_Written exercise_
Format every one of the rows below as a Markdown table with two columns: Nr for the row number and Entry for the row itself. Leave out blank lines.
-*-*-
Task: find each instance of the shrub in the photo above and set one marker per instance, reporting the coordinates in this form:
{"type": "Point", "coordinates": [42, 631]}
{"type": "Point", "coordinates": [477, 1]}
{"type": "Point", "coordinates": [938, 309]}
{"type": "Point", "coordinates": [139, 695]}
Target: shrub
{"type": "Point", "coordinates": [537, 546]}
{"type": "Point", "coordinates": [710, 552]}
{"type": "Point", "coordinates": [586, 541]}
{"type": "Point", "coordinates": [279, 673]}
-*-*-
_Correct result_
| Nr | Entry |
|---|---|
| 1 | Task: find each instance of the shrub in the photo above and set one marker per instance, reporting the coordinates in this form: |
| 2 | {"type": "Point", "coordinates": [42, 631]} |
| 3 | {"type": "Point", "coordinates": [477, 1]} |
| 4 | {"type": "Point", "coordinates": [938, 309]} |
| 5 | {"type": "Point", "coordinates": [139, 695]} |
| 6 | Target: shrub |
| 7 | {"type": "Point", "coordinates": [537, 546]} |
| 8 | {"type": "Point", "coordinates": [710, 552]} |
| 9 | {"type": "Point", "coordinates": [586, 541]} |
| 10 | {"type": "Point", "coordinates": [279, 673]} |